Dataset entries:

────────────────────────────────────────

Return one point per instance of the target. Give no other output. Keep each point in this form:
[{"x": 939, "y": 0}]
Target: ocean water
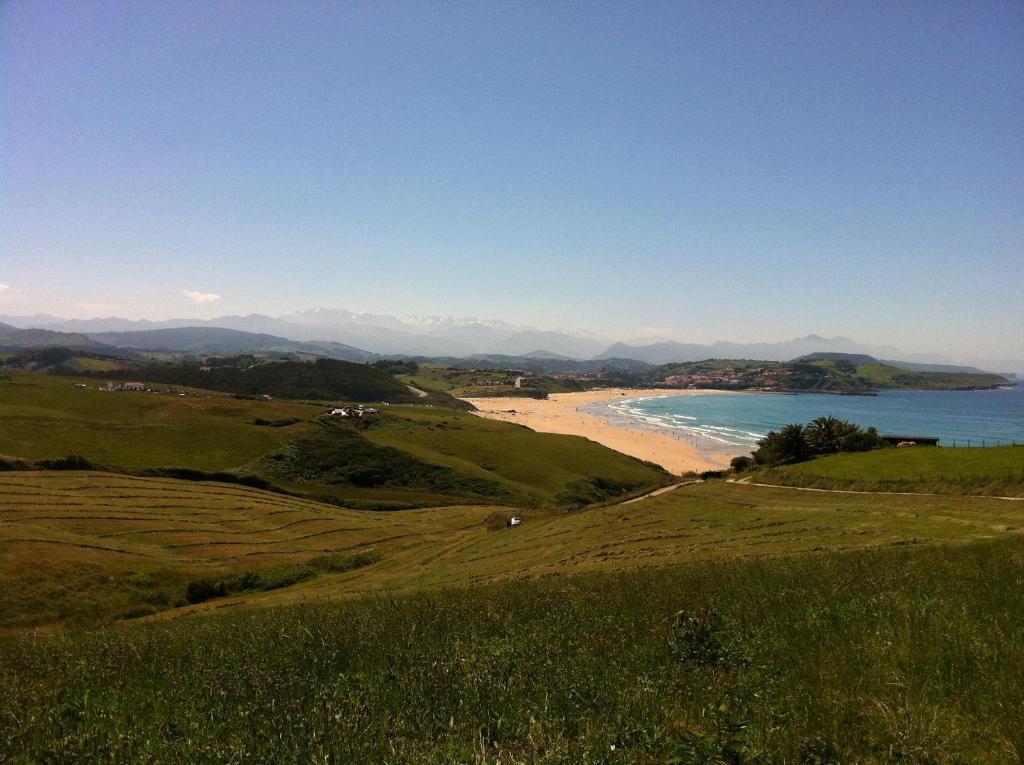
[{"x": 735, "y": 422}]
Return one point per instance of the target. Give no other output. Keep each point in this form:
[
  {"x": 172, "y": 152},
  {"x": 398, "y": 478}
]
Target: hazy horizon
[{"x": 693, "y": 172}]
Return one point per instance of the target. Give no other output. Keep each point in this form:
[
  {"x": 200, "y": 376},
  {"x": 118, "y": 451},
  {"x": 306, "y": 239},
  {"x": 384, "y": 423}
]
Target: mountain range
[{"x": 358, "y": 336}]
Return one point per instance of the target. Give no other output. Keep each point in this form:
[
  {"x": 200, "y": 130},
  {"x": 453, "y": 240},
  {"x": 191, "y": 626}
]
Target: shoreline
[{"x": 587, "y": 414}]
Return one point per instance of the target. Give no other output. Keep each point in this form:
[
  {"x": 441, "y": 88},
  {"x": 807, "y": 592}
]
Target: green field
[
  {"x": 900, "y": 654},
  {"x": 46, "y": 417},
  {"x": 152, "y": 619},
  {"x": 445, "y": 456},
  {"x": 87, "y": 546},
  {"x": 991, "y": 470},
  {"x": 480, "y": 383}
]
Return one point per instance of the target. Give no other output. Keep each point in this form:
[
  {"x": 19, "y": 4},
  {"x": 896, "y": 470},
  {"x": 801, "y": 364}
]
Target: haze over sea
[{"x": 735, "y": 422}]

────────────────────────────────────────

Repeat all entries exactly, pictures excluded.

THE ANSWER:
Return one point per instance of the target. Give no other output. Keep each point in this form:
[{"x": 939, "y": 0}]
Target: ocean water
[{"x": 735, "y": 422}]
Return one point per instance of the target. Give no other output. Keep each point in this form:
[
  {"x": 172, "y": 152},
  {"x": 398, "y": 478}
]
Target: hazy horizon
[{"x": 693, "y": 172}]
Return one point per instance of the target. Give no other output. Keep each point in this form:
[
  {"x": 200, "y": 376},
  {"x": 118, "y": 451},
  {"x": 306, "y": 239},
  {"x": 384, "y": 423}
]
Target: mountain range
[{"x": 358, "y": 336}]
Return one point per instance of the target. Give no other output. Keep each point in this form:
[
  {"x": 200, "y": 130},
  {"x": 453, "y": 240},
  {"x": 191, "y": 626}
]
Target: shoreline
[{"x": 587, "y": 414}]
Return one point per instance of the target. Give no other output. Keep each point in this form:
[
  {"x": 441, "y": 88},
  {"x": 807, "y": 592}
]
Target: green field
[
  {"x": 900, "y": 654},
  {"x": 46, "y": 417},
  {"x": 152, "y": 619},
  {"x": 445, "y": 456},
  {"x": 87, "y": 546},
  {"x": 991, "y": 470},
  {"x": 480, "y": 383}
]
Return one point per instance of the target. Give no other output. Keep each point in this form:
[
  {"x": 19, "y": 4},
  {"x": 896, "y": 470},
  {"x": 801, "y": 364}
]
Target: haze over sea
[{"x": 735, "y": 422}]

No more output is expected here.